Records from a point labeling set:

******

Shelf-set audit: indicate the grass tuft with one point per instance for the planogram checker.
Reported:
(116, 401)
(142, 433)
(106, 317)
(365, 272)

******

TO DO: Repeat the records above line for line, changing nothing.

ANSWER TO THE PROBLEM:
Shelf-set audit: indicate the grass tuft with one point per instance for the planogram checker.
Reported:
(116, 401)
(142, 433)
(106, 317)
(365, 272)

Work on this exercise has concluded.